* [Exercise task 1]
According to the Zotero notebook extract, which service's content negotiation is used to get article metadata?
* [Exercise task 2]
Continue the Zotero notebook extract from its last line.

* [Extract]
= = =

OSWS_API_WS   = "http://cypressvm.dls.ucar.edu:8788/osws"

CONFIG = json.load(open('config.json'))

NAR_GROUP     = CONFIG['zoterogroup']
ZAPI_KEY      = CONFIG['zoterokey']

### ZOTERO ARTICLE METADATA OBJECT
In order to get data into the Zotero group library, we will need to extract the metadata for it.  In this case, we are going to use [crossref's content negotiation](http://www.crosscite.org/cn/) to get such metadata.  While the metadata _does exist in the OSWS metadata_ we are going to simulate what we need from crossref so we can show another service interaction.

In [3]:
def make_zotero_article_metadata(doi):
    article = {
        "itemType": "journalArticle",
        "DOI": doi,
        "URL": "http://dx.doi.org/{}".format(doi)
    }

    headers = {'Accept': 'application/vnd.citationstyles.csl+json'}
    r = requests.get("http://dx.doi.org/{}".format(doi), headers= headers)
    if r.status_code == 200:
        try:
            resp_payload = r.json()

= = =

* [Provided records]
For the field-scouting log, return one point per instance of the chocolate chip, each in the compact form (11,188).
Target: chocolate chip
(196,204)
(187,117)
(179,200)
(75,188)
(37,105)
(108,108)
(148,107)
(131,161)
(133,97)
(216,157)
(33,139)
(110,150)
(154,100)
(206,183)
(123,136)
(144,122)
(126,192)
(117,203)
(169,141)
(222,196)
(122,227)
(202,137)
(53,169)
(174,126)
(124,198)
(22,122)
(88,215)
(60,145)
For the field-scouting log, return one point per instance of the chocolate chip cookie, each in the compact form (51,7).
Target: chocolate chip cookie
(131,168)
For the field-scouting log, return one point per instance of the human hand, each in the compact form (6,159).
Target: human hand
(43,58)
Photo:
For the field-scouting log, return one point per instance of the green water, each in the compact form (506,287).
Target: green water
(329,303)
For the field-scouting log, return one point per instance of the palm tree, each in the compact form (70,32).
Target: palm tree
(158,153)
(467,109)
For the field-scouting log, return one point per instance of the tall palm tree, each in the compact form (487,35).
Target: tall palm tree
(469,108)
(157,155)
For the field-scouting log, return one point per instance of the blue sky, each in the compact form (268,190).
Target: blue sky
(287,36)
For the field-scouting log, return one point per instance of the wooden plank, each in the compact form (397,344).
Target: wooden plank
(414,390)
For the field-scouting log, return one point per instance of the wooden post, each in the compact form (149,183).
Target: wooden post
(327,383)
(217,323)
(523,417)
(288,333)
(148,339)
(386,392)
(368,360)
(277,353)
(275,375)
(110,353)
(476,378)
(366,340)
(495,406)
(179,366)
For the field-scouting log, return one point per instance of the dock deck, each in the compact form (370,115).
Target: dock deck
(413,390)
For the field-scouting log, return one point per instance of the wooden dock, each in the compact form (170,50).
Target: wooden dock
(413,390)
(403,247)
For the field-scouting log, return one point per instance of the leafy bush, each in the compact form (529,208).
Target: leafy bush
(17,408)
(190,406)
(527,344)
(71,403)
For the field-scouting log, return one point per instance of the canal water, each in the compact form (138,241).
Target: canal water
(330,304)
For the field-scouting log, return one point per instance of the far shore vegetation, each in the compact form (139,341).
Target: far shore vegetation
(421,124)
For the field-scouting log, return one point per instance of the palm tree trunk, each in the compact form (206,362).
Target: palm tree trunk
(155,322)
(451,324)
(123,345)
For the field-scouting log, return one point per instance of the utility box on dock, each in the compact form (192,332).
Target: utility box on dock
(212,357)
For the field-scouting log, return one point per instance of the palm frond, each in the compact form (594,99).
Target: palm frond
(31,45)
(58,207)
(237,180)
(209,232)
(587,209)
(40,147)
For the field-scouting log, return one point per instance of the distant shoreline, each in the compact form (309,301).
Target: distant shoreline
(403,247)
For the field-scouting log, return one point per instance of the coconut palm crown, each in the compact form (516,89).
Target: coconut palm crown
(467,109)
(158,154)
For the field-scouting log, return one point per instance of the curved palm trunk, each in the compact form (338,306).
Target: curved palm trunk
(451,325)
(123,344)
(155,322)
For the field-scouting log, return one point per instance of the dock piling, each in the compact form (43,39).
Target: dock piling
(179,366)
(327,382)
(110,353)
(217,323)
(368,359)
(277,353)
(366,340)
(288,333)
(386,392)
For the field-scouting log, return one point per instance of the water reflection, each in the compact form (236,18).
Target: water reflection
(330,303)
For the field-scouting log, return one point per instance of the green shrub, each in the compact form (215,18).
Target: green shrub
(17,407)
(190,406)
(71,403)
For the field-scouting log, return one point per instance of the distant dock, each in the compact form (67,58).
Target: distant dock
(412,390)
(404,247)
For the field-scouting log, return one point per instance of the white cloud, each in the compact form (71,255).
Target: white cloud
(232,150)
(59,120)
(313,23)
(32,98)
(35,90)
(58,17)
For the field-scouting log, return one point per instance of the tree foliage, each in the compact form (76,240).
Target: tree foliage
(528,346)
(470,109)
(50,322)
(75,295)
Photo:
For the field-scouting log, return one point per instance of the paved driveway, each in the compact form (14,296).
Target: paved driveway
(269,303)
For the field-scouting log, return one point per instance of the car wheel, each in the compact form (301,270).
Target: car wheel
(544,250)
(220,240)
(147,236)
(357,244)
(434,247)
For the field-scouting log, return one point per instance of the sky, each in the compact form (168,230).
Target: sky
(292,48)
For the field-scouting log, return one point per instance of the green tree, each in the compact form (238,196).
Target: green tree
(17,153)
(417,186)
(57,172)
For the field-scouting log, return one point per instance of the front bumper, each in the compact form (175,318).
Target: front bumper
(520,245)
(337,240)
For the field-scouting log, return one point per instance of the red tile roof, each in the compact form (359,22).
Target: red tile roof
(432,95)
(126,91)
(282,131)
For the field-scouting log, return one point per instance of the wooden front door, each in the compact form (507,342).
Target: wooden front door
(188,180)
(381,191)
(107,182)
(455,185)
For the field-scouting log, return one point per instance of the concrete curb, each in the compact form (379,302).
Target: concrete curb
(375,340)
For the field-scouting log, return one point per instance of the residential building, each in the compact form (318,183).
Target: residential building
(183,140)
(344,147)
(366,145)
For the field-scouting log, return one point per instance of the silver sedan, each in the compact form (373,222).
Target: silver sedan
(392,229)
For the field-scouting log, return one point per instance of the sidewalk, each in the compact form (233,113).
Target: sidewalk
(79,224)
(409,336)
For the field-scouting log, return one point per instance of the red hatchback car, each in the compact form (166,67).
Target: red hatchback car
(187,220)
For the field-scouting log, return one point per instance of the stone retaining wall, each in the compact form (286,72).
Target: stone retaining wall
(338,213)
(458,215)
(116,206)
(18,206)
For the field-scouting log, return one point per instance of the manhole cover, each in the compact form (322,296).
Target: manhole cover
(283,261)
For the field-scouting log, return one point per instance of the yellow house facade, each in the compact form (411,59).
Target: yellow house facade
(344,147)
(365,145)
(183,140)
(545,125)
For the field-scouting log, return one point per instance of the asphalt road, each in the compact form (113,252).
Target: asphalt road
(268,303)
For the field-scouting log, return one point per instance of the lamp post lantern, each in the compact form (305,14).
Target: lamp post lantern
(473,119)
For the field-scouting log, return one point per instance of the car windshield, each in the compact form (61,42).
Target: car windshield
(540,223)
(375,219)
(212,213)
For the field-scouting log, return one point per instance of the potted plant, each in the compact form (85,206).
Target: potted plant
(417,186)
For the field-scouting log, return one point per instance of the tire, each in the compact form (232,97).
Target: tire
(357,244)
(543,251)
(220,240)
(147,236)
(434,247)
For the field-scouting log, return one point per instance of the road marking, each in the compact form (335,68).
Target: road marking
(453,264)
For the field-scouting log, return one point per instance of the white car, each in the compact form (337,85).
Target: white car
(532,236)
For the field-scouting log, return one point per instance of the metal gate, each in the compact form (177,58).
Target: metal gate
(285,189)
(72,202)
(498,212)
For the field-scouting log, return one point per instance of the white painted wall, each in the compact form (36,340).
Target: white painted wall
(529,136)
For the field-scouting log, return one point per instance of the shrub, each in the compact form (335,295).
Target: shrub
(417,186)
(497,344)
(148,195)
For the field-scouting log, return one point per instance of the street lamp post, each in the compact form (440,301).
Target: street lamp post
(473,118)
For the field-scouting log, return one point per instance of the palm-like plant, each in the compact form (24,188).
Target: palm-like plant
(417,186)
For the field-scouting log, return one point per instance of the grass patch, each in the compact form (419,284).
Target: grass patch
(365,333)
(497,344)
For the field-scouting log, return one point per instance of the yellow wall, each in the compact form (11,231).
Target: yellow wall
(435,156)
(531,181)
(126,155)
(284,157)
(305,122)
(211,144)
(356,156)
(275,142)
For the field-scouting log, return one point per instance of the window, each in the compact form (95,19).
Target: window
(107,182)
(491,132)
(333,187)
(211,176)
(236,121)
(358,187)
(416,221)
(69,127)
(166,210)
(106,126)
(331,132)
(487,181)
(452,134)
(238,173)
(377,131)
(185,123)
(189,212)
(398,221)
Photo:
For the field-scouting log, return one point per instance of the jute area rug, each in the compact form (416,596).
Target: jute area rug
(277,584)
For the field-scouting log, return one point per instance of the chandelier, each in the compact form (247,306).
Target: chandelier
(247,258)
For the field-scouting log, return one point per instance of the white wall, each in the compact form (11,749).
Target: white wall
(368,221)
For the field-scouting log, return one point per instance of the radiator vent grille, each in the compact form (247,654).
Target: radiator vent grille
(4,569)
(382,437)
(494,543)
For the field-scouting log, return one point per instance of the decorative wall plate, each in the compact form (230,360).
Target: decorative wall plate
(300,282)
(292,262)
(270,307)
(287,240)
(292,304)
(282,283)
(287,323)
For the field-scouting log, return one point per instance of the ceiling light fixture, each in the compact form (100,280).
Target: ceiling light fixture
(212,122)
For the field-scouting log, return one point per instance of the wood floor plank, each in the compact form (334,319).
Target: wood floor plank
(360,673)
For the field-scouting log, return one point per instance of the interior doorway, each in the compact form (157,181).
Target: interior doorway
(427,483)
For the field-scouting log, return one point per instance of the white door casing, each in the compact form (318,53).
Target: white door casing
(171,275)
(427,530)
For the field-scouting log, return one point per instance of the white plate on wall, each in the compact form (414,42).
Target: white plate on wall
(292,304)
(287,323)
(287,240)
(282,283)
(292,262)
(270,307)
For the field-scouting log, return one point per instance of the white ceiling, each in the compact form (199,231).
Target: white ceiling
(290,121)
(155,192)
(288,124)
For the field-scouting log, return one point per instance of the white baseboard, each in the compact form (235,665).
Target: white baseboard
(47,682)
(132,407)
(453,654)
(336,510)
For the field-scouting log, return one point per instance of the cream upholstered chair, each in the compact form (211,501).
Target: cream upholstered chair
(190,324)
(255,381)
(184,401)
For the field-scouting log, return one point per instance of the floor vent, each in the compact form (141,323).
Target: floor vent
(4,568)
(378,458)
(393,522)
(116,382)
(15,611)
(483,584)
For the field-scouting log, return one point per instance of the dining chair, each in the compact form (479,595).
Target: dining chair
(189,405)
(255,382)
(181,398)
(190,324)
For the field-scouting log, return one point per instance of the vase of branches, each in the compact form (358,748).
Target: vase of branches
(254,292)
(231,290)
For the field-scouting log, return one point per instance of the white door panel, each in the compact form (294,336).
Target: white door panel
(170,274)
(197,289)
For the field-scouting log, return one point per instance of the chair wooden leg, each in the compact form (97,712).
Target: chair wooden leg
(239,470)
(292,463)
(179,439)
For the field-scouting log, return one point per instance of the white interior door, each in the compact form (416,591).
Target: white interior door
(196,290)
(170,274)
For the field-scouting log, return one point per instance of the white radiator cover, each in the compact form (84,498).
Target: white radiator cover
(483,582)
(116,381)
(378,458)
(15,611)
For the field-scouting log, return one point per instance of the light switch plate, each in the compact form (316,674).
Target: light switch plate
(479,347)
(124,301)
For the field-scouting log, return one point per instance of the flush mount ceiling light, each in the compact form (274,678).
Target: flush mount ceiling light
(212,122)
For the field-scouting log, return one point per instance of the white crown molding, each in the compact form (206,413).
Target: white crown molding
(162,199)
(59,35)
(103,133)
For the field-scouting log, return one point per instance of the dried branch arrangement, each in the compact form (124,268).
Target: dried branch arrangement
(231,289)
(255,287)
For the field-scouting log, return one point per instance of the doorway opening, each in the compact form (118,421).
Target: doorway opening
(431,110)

= = =

* [Written answer 1]
Crossref's content negotiation.

* [Written answer 2]
            article['title'] = resp_payload['title']
        except ValueError, e:
            print "[DOI:{}] / {}".format(doi, e.message)

    return article

### OSWS SEARCH PAYLOAD
While in the previous example code, we were extracting the title from Crossref, in reality we already have it, since we are getting the **full** metadata records from OSWS.  Thus the code could easily be adapted to take the title from the OSWS metadata as well as tags, as will be shown later. Learn more about the OSWS requests and data payloads [here](https://docs.google.com/document/d/1gRNhtWkCYFd4Ho9R4X_1J0z_YUEIBhw33e_oRlZ4YYE).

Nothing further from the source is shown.